**Extract to read:**
Democracy isn’t about elections every four years. It’s about serving the majority—and by that standard, the U.S. is failing while China succeeds.

The ongoing dismantling of the American state under the Trump regime and the Republican blueprint known as Project 2025 does not represent an aberration or a temporary descent into madness. It represents the logical fruition of a political system structurally incapable of governing itself for the long term.
Trump merely makes visible what has long been true: the United States lacks the institutional continuity, political discipline, and moral orientation required to compete with societies capable of sustained planning. In that sense, America is not “falling behind.” It is revealing its nature and vulnerabilities . And that identity increasingly resembles what we once condescendingly labeled the Third World.

**Data:**
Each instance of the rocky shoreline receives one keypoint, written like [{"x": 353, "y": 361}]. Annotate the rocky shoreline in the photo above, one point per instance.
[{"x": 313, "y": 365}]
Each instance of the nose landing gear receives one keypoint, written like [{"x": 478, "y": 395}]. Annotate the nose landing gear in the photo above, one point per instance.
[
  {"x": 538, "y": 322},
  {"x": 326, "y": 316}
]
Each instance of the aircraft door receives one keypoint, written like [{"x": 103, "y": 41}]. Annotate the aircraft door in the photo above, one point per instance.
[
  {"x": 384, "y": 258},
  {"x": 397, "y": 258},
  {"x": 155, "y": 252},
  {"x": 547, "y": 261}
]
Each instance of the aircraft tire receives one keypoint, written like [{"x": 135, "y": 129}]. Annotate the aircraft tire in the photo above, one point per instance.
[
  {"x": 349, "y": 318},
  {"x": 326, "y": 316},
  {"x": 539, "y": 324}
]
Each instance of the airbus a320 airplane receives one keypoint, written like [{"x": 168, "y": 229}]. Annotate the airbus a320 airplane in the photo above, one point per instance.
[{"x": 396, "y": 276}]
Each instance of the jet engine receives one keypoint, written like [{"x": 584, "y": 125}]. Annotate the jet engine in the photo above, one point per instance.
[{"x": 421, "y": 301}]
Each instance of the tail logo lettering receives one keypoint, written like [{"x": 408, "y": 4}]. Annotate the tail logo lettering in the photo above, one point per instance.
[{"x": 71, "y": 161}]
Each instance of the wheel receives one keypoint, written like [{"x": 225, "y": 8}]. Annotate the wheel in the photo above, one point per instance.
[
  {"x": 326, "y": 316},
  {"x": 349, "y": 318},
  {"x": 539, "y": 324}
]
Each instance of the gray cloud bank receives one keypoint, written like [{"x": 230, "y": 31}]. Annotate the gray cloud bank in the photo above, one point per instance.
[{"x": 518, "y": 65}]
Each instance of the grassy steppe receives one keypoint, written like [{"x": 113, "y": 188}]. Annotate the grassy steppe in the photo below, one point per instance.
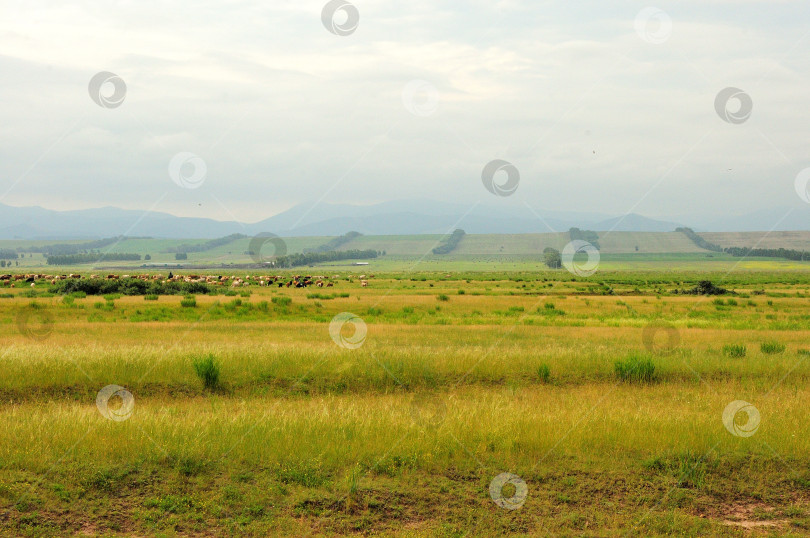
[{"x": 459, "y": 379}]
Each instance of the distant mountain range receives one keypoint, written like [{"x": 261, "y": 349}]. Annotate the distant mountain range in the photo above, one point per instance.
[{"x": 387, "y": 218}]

* * *

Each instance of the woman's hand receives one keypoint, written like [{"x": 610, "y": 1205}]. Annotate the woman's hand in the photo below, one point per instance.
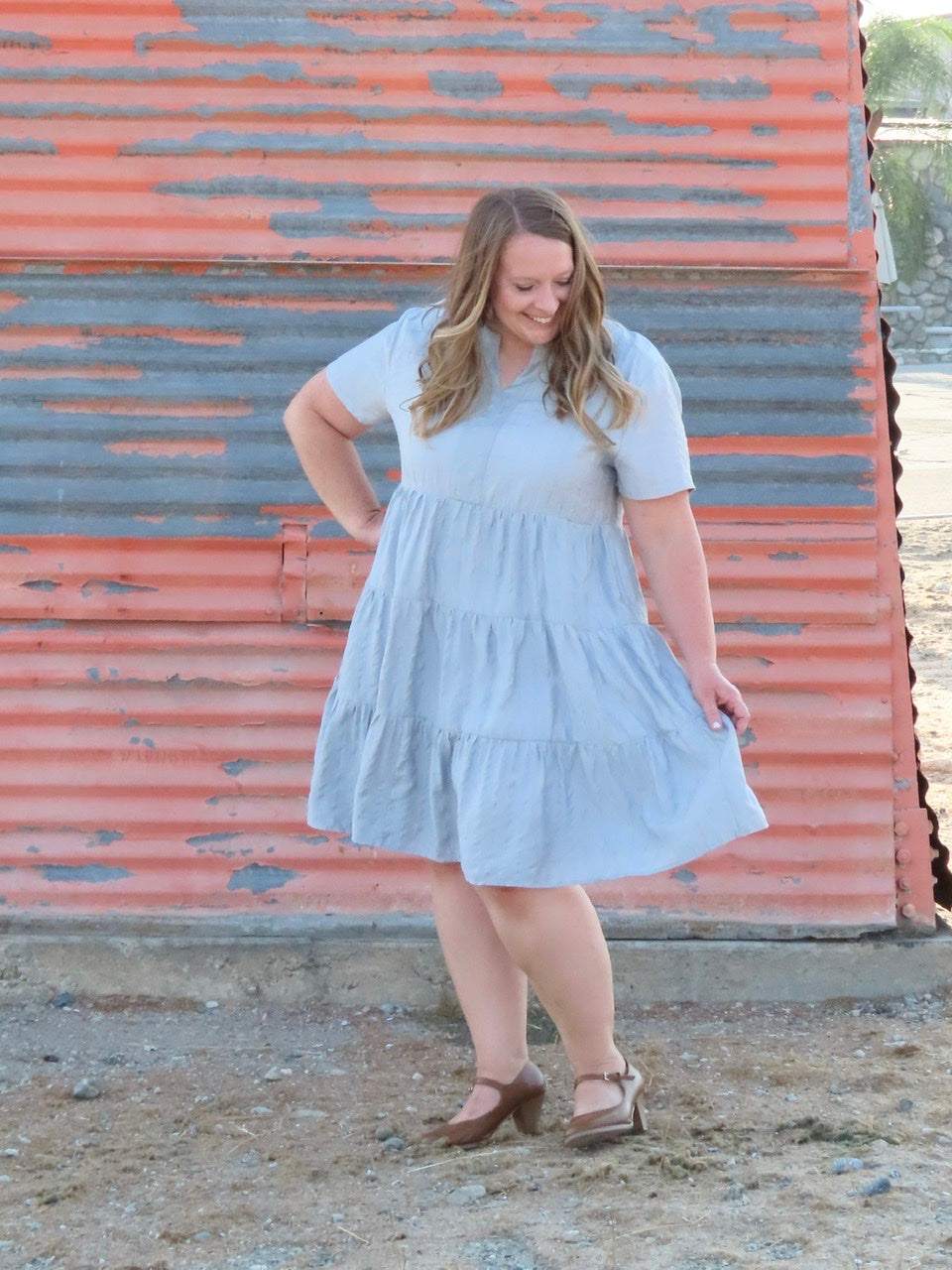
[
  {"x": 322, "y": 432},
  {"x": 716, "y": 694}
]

--

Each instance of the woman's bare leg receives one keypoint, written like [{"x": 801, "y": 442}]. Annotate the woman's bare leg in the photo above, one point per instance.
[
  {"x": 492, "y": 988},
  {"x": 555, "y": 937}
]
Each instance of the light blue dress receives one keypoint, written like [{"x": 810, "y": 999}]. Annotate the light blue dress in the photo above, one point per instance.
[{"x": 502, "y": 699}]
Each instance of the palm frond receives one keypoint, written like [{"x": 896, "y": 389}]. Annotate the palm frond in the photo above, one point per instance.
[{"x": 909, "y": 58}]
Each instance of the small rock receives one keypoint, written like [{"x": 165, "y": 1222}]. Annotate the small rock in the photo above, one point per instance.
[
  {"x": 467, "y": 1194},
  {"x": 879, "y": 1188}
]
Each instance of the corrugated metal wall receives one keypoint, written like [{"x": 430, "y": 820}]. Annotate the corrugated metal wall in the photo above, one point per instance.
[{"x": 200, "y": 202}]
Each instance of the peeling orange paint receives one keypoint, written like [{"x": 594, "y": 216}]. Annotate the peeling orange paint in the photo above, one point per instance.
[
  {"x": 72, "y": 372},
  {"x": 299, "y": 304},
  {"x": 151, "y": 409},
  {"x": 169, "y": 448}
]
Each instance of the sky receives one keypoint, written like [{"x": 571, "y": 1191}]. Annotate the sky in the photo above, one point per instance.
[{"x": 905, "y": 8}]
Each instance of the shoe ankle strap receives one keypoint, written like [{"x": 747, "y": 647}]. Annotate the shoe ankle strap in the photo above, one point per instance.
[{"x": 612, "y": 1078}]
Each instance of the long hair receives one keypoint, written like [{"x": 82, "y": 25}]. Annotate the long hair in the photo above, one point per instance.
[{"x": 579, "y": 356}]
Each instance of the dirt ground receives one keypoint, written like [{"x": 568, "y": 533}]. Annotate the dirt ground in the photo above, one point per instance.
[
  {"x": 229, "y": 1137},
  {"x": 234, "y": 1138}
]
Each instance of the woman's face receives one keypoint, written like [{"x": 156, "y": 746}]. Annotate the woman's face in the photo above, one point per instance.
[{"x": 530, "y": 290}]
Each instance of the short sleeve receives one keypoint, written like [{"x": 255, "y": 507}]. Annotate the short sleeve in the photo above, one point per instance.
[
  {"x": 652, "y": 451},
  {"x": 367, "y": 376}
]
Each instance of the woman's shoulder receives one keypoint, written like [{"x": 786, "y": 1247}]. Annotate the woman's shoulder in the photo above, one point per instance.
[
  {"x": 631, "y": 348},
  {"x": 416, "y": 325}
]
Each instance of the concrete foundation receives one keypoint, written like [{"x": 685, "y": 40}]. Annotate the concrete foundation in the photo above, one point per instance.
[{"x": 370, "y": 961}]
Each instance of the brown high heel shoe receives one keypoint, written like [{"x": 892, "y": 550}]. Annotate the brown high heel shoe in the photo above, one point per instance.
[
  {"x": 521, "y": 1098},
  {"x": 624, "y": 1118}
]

**The tasks:**
(A) Answer these questions from the commentary on American and Chinese governance, one line each:
(i) According to its opening, what is democracy about?
(ii) What name does it give the Republican blueprint?
(iii) Which three things does it say the United States lacks?
(B) Take the commentary on American and Chinese governance further, starting after its final sentence.

**Per-task answers:**
(A)
(i) Serving the majority.
(ii) Project 2025.
(iii) Institutional continuity, political discipline, and moral orientation.

(B)
To grasp why, we must abandon the illusion that the United States is governed by a coherent state. It is not. It is governed by a revolving door of factions, donors, ideologues, lobbyists, and media spectacles that swing wildly every four to eight years, undoing whatever fragile policy coherence preceded them. Distrust of government is elevated to a civic virtue; sabotage is rebranded as freedom; long-term planning is treated as a threat rather than a necessity.
China operates on the opposite principle. It is governed by a permanent coordinating institution—the Chinese Communist Party—that does not dissolve after elections or permit private plutocrats to hollow out the state when their profits are threatened. One may object to its ideology or criticize its methods, but one cannot deny its structural advantage: it governs continuously. It plans in ten-, fifteen-, and twenty-five-year increments. It treats infrastructure, education, energy, and industrial policy as matters of national survival, not ideological fashion.
That single fact—the presence or absence of a permanent governing authority capable of subordinating private wealth to public purpose—explains nearly everything that follows.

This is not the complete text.